### QUÉ SE PIDE
1. Copia del fragmento el pasaje que va entre "DOMINGO II T." y "el del Señor.", ambos incluidos.
2. ¿Coinciden con el fragmento estas afirmaciones? Responde sí o no a cada una y cita literalmente las palabras del fragmento que lo deciden.
(a) La Virgen se toma un tiempo para pensar su respuesta al Ángel.
(b) La idea de que Dios es más íntimo a mí que yo mismo se atribuye a San Agustín.
(c) El relativismo es presentado como el gran dogma de nuestro tiempo.

### FRAGMENTO DEL DOCUMENTO
▬▬▬
DOMINGO II T. ORDINARIO A. 2023
En las lecturas de este domingo, hemos repetido con el salmo algo comprometedor: “Aquí estoy, Señor, para hacer tu voluntad”. Con eso le estamos diciendo al Señor: “me apoyo en Ti, hago una apuesta firme por Ti. Eres mi punto de referencia. Supedito mi voluntad a la tuya, mis deseos a los tuyos”. Es lo que planteamos al rezar el Padrenuestro: “hágase tu voluntad en la tierra como en el cielo”. Qué alegría que todo esto lo hagamos nuestro. Que nuestro camino sea el del Señor.
Sin embargo, a poco que nos paremos a pensarlo, este punto de partida no es fácil de asumir. Pregúntate: ¿qué vivencia tengo de Dios? ¿cómo me afecta? ¿Creer en Dios es algo que transforma mi vida? ¿Opto incondicionalmente por Dios? Es lo que hizo la Virgen cuando da su respuesta al Ángel. No se toma un tiempo para pensarlo, con plena disponibilidad dice: “hágase en mí según tu palabra…” Y eso tiene su efecto inmediato: El cielo que viene a la tierra. Ojalá que pudiéramos decir algo parecido para dejar que lo eterno se meta de lleno en nuestra vida. Y la transforme. Sería darle a Dios posesión de nuestra existencia. “Para mí vivir es Cristo”, dirá San Pablo. Dios sin necesitar de nosotros nos invita a ir tras Él. Que me identifique contigo, Señor, que seas mi punto de referencia.
Estamos en un tiempo donde ya no caben las medias tintas. A Dios gracias, están surgiendo en nuestra Iglesia iniciativas que tratan de favorecer el encuentro con Dios. ¿Y qué ocurre? Que Dios está también muy interesado en que fomentemos una fe adulta, descubriendo al Padre, al Hijo y al Espíritu Santo. Alejemos de nosotros esa fe prestada o alquilada, que es más teoría aprendida que pasión de amor. Nuestra fe, digámoslo otra vez más, ha de ser una fe experimentada, vivida.
Renovemos nuestra fe, para ver a Dios no como alguien lejano, sino como amigo entrañable. Porque es, como decía San Agustín, más íntimo a mí que yo mismo. Que pueda decir: soy de Cristo, porque lo he buscado, lo he encontrado y ese trato profundo con Él me ha cambiado la vida.
1. El relativismo es el gran dogma de nuestro tiempo. El hombre ha dejado de confiar en soñar los sueños de Dios, y sueña sus imaginaciones, sin tener en cuenta al que nos ha creado y nos sostiene y nos da vida abundante. Es el sueño de una libertad sin trabas, que se termina convirtiendo en pesadilla, porque nos dejamos atrapar por nuestros deseos que hoy son de una manera, pero que en un rato pueden ser de otra. Eso produce un mareo constante: nada hay estable. Podríamos decir que es como empeñarse en que un metro puede ser de 80 ó 90 centímetros, según las circunstancias en las que nos movamos. Pero esa razón que yo construyo, dejando a Dios al margen, descoloca porque es falsa. Dios no es un ladrón de nuestros anhelos. Al contrario: es dador de vida.
▬▬▬
### DATOS PROPORCIONADOS

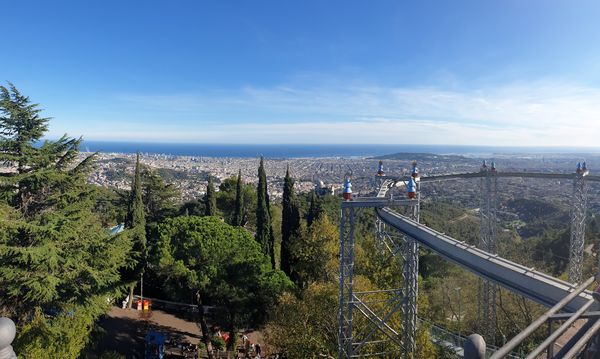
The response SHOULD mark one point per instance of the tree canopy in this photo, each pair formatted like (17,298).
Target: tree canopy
(58,264)
(220,265)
▬▬▬
### RESPUESTAS
1.
DOMINGO II T. ORDINARIO A. 2023
En las lecturas de este domingo, hemos repetido con el salmo algo comprometedor: “Aquí estoy, Señor, para hacer tu voluntad”. Con eso le estamos diciendo al Señor: “me apoyo en Ti, hago una apuesta firme por Ti. Eres mi punto de referencia. Supedito mi voluntad a la tuya, mis deseos a los tuyos”. Es lo que planteamos al rezar el Padrenuestro: “hágase tu voluntad en la tierra como en el cielo”. Qué alegría que todo esto lo hagamos nuestro. Que nuestro camino sea el del Señor.

2.
(a) No: "No se toma un tiempo para pensarlo, con plena disponibilidad dice: “hágase en mí según tu palabra…”"
(b) Sí: "Porque es, como decía San Agustín, más íntimo a mí que yo mismo."
(c) Sí: "El relativismo es el gran dogma de nuestro tiempo."